[SUPPLIED PASSAGE]
————

You really did a great job

of explaining an in-house air track blower system that works well,

along with explaining its several "mini-caveats."



Many thanks for the enlightenment.



Bill Norwood



_____

From: tap-l-owner@lists.ncsu.edu [mailto:tap-l-owner@lists.ncsu.edu] On
Behalf Of Dan Bernoulli
Sent: Thursday, April 17, 2008 8:23 PM
To: tap-l@lists.ncsu.edu
Subject: Re: [tap-l] air tracks and air sources



Finally catching up on my listserve reading. To add my two cents on air
sources: We have one blower that discharges about 2 psi at shut off head. We
use four inch pvc to pipe the air to four lab rooms. Each room has six
tables. The 4 inch piping runs around each room and we use 2" pvc with a
ball valve for each outlet. There are two outlets per table for each room.
We run vacuum cleaner hose from the valve outlet to the track. We used to
use barbed fittings but found that 1" smooth pvc pipe worked just as well
and is much easier to get on and off the hose. The vacuum hose gets tucked
conveniently on the "service" cabinets adjacent to each table (these are the
built in cabinets that have air, gas, water etc. In one room we have 1" pvc
"stubs" glued to the 4" piping. We simply connect the loose end of the hose
to the stub when not in use. Also, we don't put hoses on the outlets that
are not commonly used. Until this year we had never used more than one lab
room (6 air tracks). This year we added a second concurrent lab so we had
twelve tracks running at one time. We had no problems other then opening the
discharge valve/flapper ten degrees instead of 5 degrees. With the low
pressure, high velocity flow rate we have never had a condensation problem.
But we have a good ac system in the building so humidity stays a pretty
constant 60% or so. There is a foam filter like one finds for air cleaners
on lawn mowers on the input to the blower. It seems to work well. I cleaned
it once about five years ago but I am not sure it really needed to be
cleaned. Each semester we open all the taps and blow any crud out. Our
tracks have stayed very clean. By using vacuum hose we can make connections
usig 1 inch pvc. We have adapted all of our tracks with a 90 degree pvc
elbow and an o-ring seal so we don't have problems with twisted hoses
tipping the tracks.

————

[LIST OF TASKS]
1) Rewrite the email about air tracks starting with "Finally catching up" and going on through "for each room.", putting "gate valve" wherever "ball valve" appears.
2) Name every field label that appears in the quoted message header within the email about air tracks.
Rely only on the email about air tracks for these tasks.

(Source records)
————

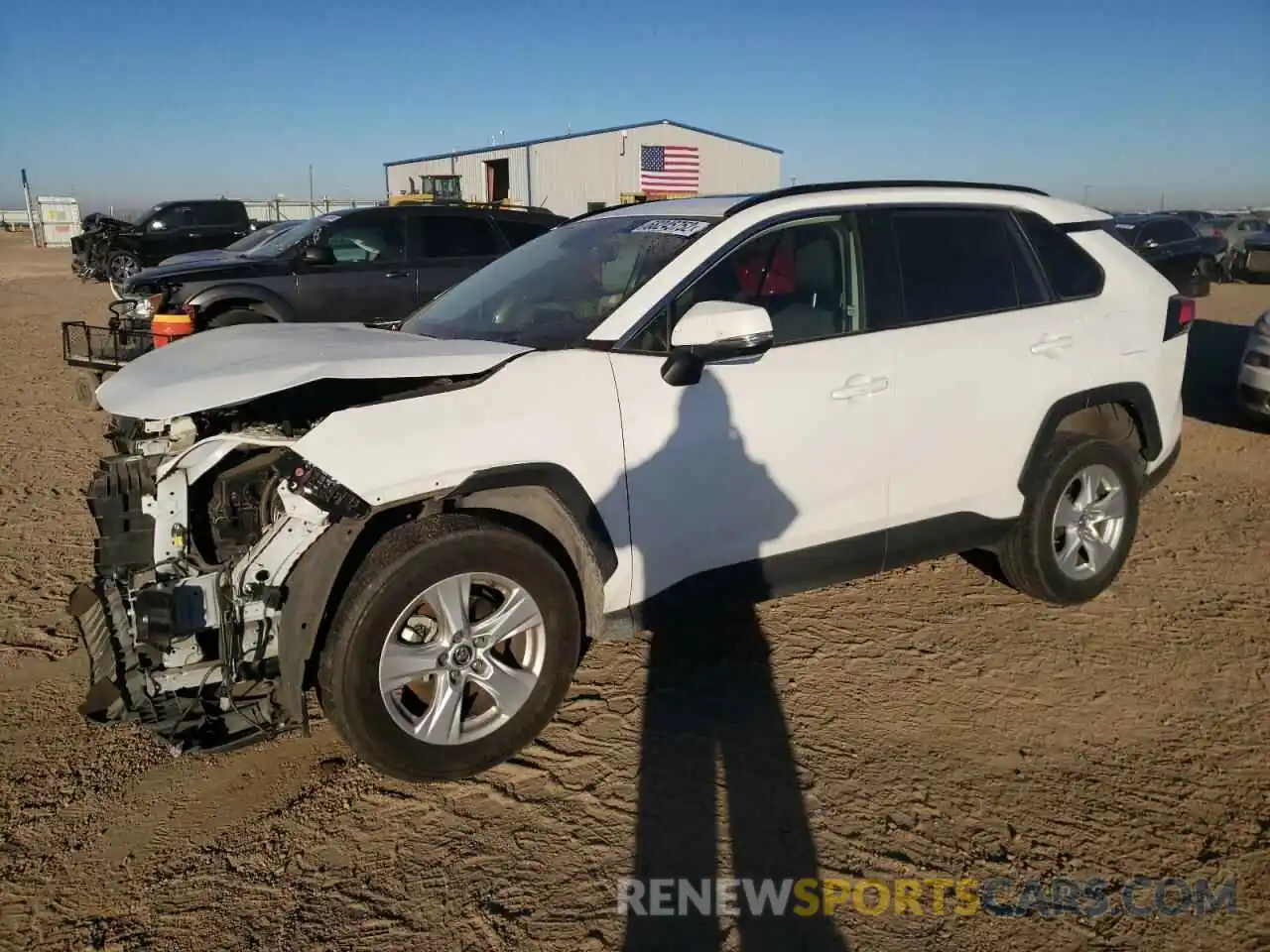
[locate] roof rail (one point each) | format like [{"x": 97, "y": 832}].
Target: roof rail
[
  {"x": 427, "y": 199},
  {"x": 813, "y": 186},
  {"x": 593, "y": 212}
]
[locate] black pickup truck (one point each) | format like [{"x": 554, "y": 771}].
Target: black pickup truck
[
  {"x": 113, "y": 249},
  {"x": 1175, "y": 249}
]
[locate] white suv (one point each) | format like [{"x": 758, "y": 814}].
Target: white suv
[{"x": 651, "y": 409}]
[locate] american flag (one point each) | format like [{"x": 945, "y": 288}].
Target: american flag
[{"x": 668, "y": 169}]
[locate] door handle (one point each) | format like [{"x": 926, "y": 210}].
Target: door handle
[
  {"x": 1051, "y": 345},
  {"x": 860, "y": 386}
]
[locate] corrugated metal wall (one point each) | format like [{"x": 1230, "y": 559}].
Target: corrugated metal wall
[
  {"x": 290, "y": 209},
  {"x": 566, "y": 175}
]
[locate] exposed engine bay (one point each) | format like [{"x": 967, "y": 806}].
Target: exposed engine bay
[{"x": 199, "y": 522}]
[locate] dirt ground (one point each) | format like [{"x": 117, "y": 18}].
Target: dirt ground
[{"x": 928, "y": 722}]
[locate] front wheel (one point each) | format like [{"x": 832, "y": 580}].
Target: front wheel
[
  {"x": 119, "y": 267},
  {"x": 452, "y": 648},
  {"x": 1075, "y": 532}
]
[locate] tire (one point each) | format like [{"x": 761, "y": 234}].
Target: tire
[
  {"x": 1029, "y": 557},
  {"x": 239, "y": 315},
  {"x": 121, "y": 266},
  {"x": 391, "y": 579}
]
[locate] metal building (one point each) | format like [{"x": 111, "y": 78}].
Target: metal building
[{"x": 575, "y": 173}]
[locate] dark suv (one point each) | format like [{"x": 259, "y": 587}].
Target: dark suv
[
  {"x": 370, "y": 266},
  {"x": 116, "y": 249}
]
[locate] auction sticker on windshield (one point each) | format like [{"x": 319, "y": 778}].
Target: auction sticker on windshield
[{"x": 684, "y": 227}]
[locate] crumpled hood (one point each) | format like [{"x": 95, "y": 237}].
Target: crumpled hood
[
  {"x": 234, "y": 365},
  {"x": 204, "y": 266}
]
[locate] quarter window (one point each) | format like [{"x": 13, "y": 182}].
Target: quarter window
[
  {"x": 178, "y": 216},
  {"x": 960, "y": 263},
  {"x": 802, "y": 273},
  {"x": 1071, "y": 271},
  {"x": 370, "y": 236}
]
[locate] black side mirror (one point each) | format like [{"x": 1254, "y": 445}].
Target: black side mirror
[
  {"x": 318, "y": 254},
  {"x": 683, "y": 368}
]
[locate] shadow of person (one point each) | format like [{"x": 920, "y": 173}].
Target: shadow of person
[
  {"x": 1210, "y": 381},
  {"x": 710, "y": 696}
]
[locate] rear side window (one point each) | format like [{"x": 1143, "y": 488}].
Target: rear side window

————

[COMPLETE ANSWERS]
1)
Finally catching up on my listserve reading. To add my two cents on air
sources: We have one blower that discharges about 2 psi at shut off head. We
use four inch pvc to pipe the air to four lab rooms. Each room has six
tables. The 4 inch piping runs around each room and we use 2" pvc with a
gate valve for each outlet. There are two outlets per table for each room.

2) From, Sent, To, Subject